Text-to-region grounding data
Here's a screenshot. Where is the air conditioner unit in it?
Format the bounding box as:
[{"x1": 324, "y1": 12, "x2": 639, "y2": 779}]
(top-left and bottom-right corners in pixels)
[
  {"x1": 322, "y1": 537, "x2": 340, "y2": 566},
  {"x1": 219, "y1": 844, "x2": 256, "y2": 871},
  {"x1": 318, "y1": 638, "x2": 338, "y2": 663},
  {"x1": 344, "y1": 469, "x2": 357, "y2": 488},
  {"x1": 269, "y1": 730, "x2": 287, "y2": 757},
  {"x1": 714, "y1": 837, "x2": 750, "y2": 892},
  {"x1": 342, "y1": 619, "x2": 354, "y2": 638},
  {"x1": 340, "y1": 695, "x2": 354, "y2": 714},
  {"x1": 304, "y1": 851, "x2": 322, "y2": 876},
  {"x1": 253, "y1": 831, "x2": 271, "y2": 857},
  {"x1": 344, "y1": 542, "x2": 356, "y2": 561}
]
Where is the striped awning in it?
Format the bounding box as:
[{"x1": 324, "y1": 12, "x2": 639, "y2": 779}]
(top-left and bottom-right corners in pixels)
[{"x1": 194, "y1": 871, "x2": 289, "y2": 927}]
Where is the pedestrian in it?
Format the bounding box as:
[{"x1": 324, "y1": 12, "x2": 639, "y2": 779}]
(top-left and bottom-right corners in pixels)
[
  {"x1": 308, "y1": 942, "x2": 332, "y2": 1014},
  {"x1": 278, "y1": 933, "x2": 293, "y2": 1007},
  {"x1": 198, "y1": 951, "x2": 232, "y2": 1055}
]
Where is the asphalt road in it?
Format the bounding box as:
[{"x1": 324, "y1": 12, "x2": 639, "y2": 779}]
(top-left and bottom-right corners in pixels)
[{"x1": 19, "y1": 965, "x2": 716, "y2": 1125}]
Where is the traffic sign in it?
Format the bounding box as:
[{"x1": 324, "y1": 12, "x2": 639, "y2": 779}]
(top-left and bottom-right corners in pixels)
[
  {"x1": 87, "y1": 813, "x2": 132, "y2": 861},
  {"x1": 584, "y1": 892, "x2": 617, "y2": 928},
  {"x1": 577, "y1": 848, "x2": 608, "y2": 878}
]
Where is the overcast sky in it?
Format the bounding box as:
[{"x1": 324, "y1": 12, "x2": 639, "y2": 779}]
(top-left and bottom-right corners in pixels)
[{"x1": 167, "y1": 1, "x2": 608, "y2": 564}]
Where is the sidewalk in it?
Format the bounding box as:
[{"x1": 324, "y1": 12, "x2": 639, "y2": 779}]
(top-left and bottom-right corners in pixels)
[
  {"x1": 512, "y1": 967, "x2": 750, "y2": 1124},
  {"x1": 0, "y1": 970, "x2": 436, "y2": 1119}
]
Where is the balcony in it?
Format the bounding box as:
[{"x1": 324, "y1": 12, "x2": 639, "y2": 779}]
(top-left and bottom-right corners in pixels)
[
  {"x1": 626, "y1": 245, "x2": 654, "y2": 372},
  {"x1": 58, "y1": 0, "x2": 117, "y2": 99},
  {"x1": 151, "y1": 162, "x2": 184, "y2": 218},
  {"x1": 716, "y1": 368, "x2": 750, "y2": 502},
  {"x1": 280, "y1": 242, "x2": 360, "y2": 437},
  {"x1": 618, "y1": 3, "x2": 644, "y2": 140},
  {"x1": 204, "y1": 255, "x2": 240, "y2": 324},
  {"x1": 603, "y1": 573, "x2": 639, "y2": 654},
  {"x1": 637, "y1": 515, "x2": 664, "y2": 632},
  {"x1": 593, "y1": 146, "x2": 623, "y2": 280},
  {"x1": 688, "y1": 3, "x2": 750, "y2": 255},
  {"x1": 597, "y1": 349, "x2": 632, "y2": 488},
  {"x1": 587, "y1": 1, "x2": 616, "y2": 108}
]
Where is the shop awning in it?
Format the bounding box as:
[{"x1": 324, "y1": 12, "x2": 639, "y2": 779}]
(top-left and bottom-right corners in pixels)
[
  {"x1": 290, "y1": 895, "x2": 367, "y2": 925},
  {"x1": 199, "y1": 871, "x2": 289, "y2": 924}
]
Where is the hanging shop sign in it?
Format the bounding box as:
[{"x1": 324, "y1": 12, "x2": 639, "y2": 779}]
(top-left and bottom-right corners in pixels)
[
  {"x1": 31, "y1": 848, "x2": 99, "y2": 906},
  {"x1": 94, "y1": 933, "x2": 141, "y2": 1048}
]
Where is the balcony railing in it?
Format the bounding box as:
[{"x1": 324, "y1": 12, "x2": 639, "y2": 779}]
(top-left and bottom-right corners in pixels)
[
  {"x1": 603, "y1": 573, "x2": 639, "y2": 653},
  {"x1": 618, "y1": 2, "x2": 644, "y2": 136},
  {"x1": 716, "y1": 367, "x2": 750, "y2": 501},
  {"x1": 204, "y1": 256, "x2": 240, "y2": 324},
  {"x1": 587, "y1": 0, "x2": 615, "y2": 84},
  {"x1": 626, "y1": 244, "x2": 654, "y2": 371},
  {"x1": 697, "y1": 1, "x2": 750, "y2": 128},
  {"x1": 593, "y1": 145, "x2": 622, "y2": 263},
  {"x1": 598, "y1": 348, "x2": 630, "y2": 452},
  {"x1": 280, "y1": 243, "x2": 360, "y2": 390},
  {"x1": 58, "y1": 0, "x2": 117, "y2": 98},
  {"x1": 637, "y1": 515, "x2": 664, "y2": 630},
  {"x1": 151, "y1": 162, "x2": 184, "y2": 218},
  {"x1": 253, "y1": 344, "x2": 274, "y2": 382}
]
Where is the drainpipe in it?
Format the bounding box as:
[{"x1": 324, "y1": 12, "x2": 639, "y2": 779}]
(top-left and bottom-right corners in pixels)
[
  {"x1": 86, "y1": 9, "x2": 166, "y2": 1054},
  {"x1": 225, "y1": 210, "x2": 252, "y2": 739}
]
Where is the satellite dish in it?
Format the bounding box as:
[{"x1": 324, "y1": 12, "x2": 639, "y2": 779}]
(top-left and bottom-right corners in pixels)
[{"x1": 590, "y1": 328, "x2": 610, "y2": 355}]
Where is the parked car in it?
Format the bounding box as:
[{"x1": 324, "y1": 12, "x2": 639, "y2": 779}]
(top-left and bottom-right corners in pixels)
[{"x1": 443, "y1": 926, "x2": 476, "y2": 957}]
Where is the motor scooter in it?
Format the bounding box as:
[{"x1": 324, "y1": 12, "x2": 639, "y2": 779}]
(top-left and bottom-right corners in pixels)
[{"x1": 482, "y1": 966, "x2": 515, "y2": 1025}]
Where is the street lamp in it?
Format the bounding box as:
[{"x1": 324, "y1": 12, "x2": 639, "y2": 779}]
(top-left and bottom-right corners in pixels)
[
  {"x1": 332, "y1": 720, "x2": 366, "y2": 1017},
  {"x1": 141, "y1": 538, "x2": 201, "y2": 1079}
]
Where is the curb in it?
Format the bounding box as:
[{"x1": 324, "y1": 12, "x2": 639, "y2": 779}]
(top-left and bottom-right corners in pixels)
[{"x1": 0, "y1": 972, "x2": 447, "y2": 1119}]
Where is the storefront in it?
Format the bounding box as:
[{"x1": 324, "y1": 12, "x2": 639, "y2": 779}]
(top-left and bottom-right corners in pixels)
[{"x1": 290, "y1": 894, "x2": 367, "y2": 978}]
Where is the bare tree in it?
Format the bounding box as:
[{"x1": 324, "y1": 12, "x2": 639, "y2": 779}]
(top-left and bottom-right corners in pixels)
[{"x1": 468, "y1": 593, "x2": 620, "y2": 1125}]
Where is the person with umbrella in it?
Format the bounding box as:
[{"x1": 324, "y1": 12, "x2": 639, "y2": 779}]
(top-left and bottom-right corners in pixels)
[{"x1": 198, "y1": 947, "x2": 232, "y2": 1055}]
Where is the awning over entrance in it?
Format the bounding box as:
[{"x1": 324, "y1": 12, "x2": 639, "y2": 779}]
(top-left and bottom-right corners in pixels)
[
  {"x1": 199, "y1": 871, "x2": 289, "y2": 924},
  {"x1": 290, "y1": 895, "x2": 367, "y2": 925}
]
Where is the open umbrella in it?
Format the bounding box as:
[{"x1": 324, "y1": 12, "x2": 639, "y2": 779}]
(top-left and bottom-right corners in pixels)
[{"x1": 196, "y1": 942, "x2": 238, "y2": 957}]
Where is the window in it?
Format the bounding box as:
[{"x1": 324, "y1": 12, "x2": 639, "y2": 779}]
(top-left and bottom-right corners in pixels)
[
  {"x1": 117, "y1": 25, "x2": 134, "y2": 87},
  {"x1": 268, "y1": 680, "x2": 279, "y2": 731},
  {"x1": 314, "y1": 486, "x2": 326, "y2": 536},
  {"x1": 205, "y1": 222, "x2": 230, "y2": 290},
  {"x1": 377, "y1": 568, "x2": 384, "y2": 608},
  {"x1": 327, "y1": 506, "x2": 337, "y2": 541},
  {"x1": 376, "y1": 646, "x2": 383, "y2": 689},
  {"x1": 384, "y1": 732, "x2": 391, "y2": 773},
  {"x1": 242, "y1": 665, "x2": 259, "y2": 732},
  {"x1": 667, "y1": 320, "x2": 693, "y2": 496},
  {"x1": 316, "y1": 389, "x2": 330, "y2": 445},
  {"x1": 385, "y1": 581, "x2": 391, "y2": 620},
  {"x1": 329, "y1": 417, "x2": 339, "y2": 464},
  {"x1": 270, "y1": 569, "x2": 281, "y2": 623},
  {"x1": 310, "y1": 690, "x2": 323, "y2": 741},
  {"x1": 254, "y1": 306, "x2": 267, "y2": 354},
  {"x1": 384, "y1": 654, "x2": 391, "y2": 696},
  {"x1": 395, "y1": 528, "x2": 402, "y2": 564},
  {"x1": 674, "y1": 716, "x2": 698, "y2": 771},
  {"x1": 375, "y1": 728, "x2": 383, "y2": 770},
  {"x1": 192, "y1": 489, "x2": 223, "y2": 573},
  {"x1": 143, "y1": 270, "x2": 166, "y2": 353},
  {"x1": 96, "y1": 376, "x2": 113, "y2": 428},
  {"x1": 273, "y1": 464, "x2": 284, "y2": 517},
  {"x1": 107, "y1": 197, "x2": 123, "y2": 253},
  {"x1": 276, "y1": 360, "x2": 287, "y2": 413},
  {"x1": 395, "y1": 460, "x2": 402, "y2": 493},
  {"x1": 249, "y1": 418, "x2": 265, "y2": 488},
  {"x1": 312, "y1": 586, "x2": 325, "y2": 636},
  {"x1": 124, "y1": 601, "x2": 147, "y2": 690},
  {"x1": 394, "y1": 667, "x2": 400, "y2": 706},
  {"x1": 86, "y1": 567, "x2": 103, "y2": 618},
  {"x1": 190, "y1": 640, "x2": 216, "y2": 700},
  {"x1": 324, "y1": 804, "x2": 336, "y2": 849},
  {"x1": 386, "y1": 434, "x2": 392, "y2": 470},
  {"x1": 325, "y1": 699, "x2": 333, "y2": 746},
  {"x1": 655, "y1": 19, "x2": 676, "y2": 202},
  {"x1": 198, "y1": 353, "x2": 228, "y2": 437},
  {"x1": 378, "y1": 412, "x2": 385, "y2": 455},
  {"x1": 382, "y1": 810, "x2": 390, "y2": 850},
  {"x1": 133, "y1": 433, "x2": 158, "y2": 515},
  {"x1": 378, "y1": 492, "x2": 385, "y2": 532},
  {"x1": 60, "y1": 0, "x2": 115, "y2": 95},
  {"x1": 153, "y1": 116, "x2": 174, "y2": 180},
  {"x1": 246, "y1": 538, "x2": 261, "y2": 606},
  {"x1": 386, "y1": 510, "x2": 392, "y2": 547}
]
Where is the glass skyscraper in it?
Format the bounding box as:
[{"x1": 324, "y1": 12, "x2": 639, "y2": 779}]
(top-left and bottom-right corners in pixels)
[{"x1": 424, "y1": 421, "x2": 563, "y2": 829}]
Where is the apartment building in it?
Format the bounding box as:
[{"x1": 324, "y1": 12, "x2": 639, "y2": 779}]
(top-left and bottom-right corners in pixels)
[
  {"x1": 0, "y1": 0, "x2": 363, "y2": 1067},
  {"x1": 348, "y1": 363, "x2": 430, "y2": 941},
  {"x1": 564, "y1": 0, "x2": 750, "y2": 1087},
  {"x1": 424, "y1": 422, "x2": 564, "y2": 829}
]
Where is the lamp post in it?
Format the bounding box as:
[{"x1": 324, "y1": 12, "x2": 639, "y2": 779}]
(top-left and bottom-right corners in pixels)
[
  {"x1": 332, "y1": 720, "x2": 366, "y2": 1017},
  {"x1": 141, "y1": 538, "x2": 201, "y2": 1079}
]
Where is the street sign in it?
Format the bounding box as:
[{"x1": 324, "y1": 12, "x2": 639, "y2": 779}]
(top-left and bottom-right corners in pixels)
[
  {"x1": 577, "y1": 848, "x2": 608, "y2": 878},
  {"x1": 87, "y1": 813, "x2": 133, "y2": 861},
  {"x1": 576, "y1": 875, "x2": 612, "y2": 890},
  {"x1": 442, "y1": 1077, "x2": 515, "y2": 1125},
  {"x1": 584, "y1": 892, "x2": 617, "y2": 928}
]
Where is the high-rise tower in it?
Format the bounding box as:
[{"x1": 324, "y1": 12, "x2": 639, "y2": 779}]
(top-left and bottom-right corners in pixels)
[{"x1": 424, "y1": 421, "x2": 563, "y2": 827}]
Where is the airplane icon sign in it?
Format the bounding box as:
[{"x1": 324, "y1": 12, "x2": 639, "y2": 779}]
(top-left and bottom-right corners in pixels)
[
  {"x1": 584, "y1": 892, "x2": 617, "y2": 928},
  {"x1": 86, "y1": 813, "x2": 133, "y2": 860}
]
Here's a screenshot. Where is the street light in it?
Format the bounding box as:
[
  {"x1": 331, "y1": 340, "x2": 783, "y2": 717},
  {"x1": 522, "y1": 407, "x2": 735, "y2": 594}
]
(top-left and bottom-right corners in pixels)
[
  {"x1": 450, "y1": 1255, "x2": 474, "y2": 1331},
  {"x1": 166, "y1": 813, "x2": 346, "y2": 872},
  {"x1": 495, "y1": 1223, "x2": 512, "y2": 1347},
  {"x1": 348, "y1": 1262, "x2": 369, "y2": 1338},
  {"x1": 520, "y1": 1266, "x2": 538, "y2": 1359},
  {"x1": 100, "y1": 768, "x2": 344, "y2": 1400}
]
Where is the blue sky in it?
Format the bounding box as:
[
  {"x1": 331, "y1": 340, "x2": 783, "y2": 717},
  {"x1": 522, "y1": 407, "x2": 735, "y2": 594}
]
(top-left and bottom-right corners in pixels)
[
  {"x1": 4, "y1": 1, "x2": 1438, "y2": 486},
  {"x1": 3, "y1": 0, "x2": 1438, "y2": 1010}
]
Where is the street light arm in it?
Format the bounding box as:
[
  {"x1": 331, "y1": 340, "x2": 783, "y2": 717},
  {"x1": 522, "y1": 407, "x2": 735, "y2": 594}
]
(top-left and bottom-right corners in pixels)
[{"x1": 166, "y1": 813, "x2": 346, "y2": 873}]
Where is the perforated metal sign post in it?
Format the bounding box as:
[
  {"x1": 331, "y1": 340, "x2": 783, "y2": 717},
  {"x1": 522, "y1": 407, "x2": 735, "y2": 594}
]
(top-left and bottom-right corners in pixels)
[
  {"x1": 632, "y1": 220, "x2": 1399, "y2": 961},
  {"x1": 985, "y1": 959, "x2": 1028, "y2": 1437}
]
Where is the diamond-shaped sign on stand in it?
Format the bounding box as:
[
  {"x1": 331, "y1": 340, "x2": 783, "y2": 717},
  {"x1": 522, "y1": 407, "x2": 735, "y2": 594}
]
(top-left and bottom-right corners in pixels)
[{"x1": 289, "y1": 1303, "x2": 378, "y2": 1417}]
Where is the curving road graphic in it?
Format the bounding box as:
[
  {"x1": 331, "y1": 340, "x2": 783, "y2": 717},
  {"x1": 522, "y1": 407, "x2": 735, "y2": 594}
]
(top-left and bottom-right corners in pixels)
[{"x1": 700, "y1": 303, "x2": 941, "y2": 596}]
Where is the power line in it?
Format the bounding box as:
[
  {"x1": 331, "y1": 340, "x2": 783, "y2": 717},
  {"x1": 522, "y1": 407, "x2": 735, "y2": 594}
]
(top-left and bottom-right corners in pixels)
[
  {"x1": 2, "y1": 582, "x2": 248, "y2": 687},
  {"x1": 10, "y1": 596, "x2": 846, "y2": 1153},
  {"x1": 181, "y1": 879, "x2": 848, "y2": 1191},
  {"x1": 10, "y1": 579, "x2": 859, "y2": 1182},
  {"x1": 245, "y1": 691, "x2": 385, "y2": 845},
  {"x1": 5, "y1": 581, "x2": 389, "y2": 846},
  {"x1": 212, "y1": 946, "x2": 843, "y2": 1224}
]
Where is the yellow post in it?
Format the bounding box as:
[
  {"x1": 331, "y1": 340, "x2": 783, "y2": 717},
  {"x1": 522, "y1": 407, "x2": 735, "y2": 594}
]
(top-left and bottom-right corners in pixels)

* _What this task involves_
Tell how many lines in the entries above include the word "post", and respond with the number alone.

* _Result below_
3